**Instructions:**
[1] Rewrite the passage from the Long Khánh travel account, beginning at the words "We had some" and stopping after "A bit eery.". Replace "mountain" with "waterfall".
[2] According to the Long Khánh travel account, how many seminarians study at St. Paul Seminary of Xuân Lộc?
[3] Continue the Long Khánh travel account from the point where it stops.

**Document extract:**

◆ ◆ ◆ ◆ ◆ ◆ ◆

Tuesday, July 13, 2010

A Visit to Long Khánh

My Vietnamese teacher, Thúy, invited me to her family’s house in Long Khánh, which is about 3 or 4 hours (NE) from Hồ Chí Minh City in Đồng Nai province. Although Thúy usually travels by motorbike, we went by bus. As it is rainy season, I think she didn’t want me to be stuck on the back of a bike in a monsoon rainstorm. Travelling on the bus presents its own challenges, but more about that later!
Thúy’s family has a house in Hồ Chí Minh City where she and some of her siblings and some nieces and a nephew live. Her parents, Mai Thi Xuân Quyền (mother) and Bùi Đắc Trưng, (father) come to the city from time to time, but usually her father prefers to live in the country. Thúy and her siblings take turns visiting their parents on the weekends. This past weekend, Thuy’s sisters Câm and Hà, as well as her niece, Điep were there. Her parents, extremely gracious hosts, are lovely people. I had met them at Thuy’s brother’s wedding last fall, but got a chance to know them a bit more this time.
Thúy has always referred to her family’s place in the country as a garden, but in English we might call it a small orchard, with the main fruit grown being rambutan, or quả chôm chôm. I had never seen chôm chôms in Canada, probably because they are a fairly fragile fruit and I would think they should be eaten quite soon after being harvested. I don’t know how many trees they have, but the three hectares are fairly solidly populated with mature trees that might be as high as 20 metres. In addition, there are some mangosteen, coffee, pepper, and a few jackfruit and durian trees. There are lots of chickens and a few ducks in the garden, as well as various herbs and flowers.
So, right now chôm chôms are in season and the entire vicinity, including Thúy’s family’s place, is a hive of activity with picking and packing going on from early to late, rain or shine. I think the family sells some of their fruit directly, but have now leased the remaining crop to a contractor, who has a crew on site to pick and pack the fruit. Đồng Nai province is a major chôm chôm-growing area and the fruit is sent to Hồ Chí Minh City as well as to Cambodia, Singapore and China. So, it was very interesting to see how all this activity unfolded.

We had some major rainfalls while in Long Khánh, so we had to cancel a trip to visit a mountain, but we did see lots of other things. We went to some areas in the countryside that were quite pretty. We saw quite a few rubber farms and a large park called Suối Tre Culture Site. Suối Tre harkened back to another era, it seemed to me. There were a lot of huge old trees and the entire park seemed quite quiet and deserted, in spite of having a pool, tennis courts, a bar and restaurant, a small amusement park and some trails for walking. A bit eery.
We drove around the city of Long Khánh and it seemed quite a hive of activity. We visited a chùa, or Buddhist pagoda and then walked around the grounds of an absolutely amazing Catholic seminary, St. Paul Seminary of Xuân Lộc. Apparently there are 300 seminarians studying there and the guard on duty told us there is stiff competition to enter the seminary. The place was largely deserted when we were there, as students are on summer break., so we had the grounds to ourselves. After, we watched the sun go down over a patriotic statue in a town square before heading home.

◆ ◆ ◆ ◆ ◆ ◆ ◆

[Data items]
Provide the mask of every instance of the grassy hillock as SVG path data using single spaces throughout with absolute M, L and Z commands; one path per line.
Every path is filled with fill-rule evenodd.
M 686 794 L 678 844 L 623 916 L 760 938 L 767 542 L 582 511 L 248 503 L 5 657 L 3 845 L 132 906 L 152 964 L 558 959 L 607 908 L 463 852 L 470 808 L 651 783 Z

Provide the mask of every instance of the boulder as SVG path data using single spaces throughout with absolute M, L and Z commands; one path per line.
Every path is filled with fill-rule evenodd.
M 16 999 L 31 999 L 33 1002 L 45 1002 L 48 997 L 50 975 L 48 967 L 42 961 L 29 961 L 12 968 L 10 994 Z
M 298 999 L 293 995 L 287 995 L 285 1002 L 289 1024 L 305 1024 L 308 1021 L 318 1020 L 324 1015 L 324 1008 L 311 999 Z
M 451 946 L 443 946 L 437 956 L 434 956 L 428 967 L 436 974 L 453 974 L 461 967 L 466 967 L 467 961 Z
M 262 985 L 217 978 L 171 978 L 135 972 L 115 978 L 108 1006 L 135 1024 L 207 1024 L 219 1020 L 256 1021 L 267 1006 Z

◆ ◆ ◆ ◆ ◆ ◆ ◆

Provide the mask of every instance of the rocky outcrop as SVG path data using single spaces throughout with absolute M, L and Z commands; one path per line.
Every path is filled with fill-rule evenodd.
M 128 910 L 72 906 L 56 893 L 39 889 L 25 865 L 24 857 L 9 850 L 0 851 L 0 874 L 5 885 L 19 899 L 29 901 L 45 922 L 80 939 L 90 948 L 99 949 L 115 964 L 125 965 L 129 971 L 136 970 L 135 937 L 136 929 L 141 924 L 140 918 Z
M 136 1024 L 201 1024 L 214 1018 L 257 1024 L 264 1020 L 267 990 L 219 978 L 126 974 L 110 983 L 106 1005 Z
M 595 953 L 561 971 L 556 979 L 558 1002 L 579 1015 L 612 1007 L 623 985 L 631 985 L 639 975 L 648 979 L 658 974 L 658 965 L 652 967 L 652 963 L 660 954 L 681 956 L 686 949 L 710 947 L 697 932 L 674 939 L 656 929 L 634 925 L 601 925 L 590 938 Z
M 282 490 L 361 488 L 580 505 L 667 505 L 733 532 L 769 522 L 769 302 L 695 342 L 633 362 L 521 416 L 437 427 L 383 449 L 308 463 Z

◆ ◆ ◆ ◆ ◆ ◆ ◆

**Answers below:**
[1]
We had some major rainfalls while in Long Khánh, so we had to cancel a trip to visit a waterfall, but we did see lots of other things. We went to some areas in the countryside that were quite pretty. We saw quite a few rubber farms and a large park called Suối Tre Culture Site. Suối Tre harkened back to another era, it seemed to me. There were a lot of huge old trees and the entire park seemed quite quiet and deserted, in spite of having a pool, tennis courts, a bar and restaurant, a small amusement park and some trails for walking. A bit eery.

[2] 300 seminarians study there.

[3]
On Sunday, Thúy and I went to a different chùa in the countryside. The pagoda itself was rather small, but it had a large area with sort of a sculpture garden. Many, many statues of many incarnations of the Buddha and many statues of Quan Âm. The grounds were interesting with a combination of living and artificial plants. There were lots of incredibly vibrant bromeliads.  We met a couple of nuns there who were so gracious and welcoming. One was a young novice, named Đê Pháp, who has lived at the pagoda for four years, since she was 15. She was such a lovely young woman. Very serene and yet also very poised.
Despite its rural area (and fresh air and blue skies) Đồng Nai province, due to its proximity to Hồ Chí Minh City is positioning itself to become more industrialized. While the capital, Biên Hòa, is the chief area of development (we just changed buses there), Long Khánh looked pretty progressive, possibly because it is on the main highway between Hà Nội and Hồ Chí Minh City. There are lots of new western-style houses and several new schools in the vicinity. We also saw a couple of developments under construction near Long Khánh, including a residential area and an industrial park. Without a doubt, Việt Nam is undergoing a tremendous change right now.
While visiting Thúy’s family, I was treated to some very traditional Vietnamese food, including wonderful salads, soups, and cháo long, which roughly translates to innards porridge. Câm did most of the cooking (Can I whinge a bit about how hard it is to be the eldest daughter?) and she produced some delicious food. On Sunday, however, before we left, Thúy’s mother made homemade bánh xèo, the rice flour pancake that is so delicious.
I have to say, I have never been fed so much ... every time I turned around I was served more chôm chôms, pomelo, mangosteen ... you name it. I have to say, I had to make myself clear about my inability to eat durian, as I feared I would be served a whole one ... Thúy kept insisting that I just needed to try it again and she was sure I would like it ... nonononono Nanette! No durian, please. The word for durian in Vietnamese is "sầu riêng (one's own sorrows). I would be very sorrowful if I had to eat it, that’s for sure! I hope to see Thúy’s family again, maybe in November at Hà’s wedding. Cảm ơn bạn rất nhiều,!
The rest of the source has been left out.